*Task item*
Omit the images. Copy each entry word for word.

*Supplied data*
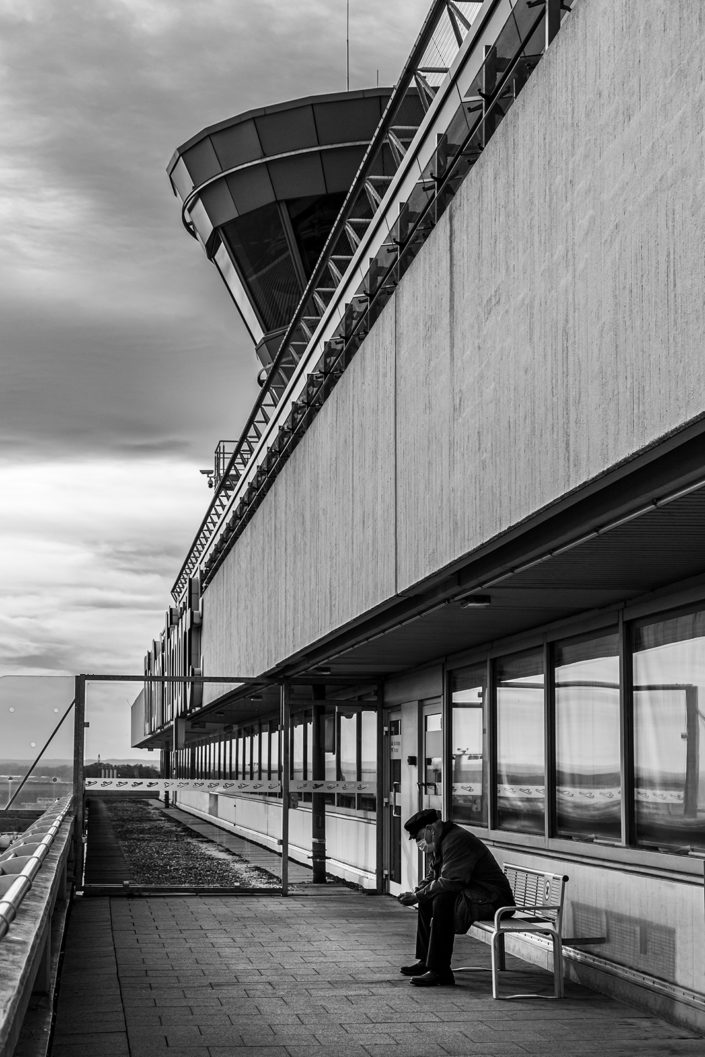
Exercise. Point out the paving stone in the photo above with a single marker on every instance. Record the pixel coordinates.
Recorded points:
(266, 978)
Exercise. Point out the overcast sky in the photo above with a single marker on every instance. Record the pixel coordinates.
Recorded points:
(123, 359)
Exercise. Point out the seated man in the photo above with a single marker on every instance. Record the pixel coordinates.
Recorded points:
(464, 884)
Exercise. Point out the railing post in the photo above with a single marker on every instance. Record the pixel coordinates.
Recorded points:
(284, 756)
(78, 777)
(379, 805)
(552, 19)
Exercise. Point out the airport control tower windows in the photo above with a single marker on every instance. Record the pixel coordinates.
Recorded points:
(262, 253)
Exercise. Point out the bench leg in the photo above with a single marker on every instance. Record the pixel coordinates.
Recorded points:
(557, 966)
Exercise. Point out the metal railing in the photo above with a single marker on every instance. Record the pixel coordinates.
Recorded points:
(21, 861)
(459, 82)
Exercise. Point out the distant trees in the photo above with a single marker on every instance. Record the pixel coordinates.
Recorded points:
(121, 770)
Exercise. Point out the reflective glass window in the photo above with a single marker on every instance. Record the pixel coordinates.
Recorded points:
(520, 744)
(298, 772)
(668, 680)
(330, 742)
(468, 791)
(588, 755)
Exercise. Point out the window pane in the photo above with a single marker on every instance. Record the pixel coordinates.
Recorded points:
(367, 801)
(274, 750)
(468, 797)
(348, 747)
(669, 721)
(520, 756)
(588, 760)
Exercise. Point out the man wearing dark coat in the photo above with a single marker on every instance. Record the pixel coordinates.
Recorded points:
(464, 884)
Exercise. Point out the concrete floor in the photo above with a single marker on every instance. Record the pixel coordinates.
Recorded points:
(314, 975)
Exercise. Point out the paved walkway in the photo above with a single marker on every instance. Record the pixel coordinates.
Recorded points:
(315, 975)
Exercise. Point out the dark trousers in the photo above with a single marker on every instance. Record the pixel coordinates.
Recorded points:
(436, 931)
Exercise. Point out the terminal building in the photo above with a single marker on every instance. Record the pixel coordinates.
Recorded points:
(456, 557)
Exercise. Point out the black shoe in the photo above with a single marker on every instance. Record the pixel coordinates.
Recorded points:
(431, 979)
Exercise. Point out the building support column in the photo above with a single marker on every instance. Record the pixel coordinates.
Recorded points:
(318, 799)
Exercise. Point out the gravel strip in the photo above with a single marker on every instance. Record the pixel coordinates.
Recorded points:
(161, 850)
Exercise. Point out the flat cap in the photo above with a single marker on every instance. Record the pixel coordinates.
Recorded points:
(421, 819)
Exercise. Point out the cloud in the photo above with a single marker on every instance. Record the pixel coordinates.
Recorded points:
(123, 359)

*Reply to the task*
Exercise. Point out the paving stone in the photo above with a single marker on every instance. Record the pixel coordinates.
Recorded points:
(266, 978)
Exercise. Point out the overcast sky in the photo above with a single marker on every instance. Record the pixel coordinates.
Recorded points:
(123, 359)
Exercise. Point out the seated man in the photo above with a single marker on every instance. Record the pixel coordinates.
Recorded points:
(464, 884)
Exercise. Point out the railing post in the photo above with a single marker on every instance. Record the pixel coordinates.
Recorded points:
(284, 756)
(78, 777)
(379, 805)
(552, 19)
Exercise. Point out the airport control tower windows in the photo above with a single marker on every instance. Record the pixel coordinates.
Recorded points:
(262, 253)
Exercise. Point out the bench leg in the photo above with a single marker on every instance. Record the pixel coordinates.
Recorded points:
(557, 966)
Exercise. Point out the metal railing in the photo above with a single marker on every instance. Record the pixel coordinates.
Recorded points:
(21, 861)
(459, 82)
Exercise. Point out the distant trees in the photo above with a single marker on every instance. Record the pixel coordinates.
Recorded points:
(121, 770)
Exercise. Point out the reflective glass window in the photo above with a single marker on every instance. Record the pixel coordinates.
Recorded points:
(520, 744)
(298, 772)
(668, 680)
(330, 742)
(468, 791)
(588, 755)
Exercise. Point out the window pane in the photo above with a single marker on every instance. Record the pixel coordinates.
Recorded points:
(367, 801)
(274, 750)
(468, 797)
(348, 747)
(669, 721)
(520, 756)
(588, 760)
Exercise. Point out the man wearing dark coat in the photo above with a single marker on every instance. Record the pixel coordinates.
Recorded points:
(464, 884)
Exercise. Point out the concrete floor in the photo above with a single marker on every instance. Record the pixel coordinates.
Recorded points:
(314, 975)
Exercise. Point out the paved walkway in the photo above with a single marker on every instance. Record the pixel coordinates.
Recorded points:
(315, 975)
Exercise. Point out the dark trousers in the photo above with a single marker on every instance. Record the pixel coordinates.
Recorded points:
(436, 931)
Exercise. Point out the terminal building in the photo above with a single marker on every instance. Record the pixel coordinates.
Recorded points:
(456, 557)
Exercise. Point out the black shoe in the photo above with a single marker on every instance. Record the pixel coordinates.
Recorded points:
(431, 979)
Exercise. Point out the building support column in the photo above with a single marker on every instance. Record the pixel coordinates.
Recorded points:
(318, 799)
Exercise. Point out the gravel strip in the photo above with a single marker on every instance. Record the pixel coordinates.
Recorded points:
(161, 850)
Exercise. Point out the flat cap in the photo above with a single marker on every instance. Record the pixel coordinates.
Recorded points:
(421, 819)
Exercise. Point out the cloud in the photo above with a single marker on every instance. Record the pixel coordinates.
Recorded points:
(123, 359)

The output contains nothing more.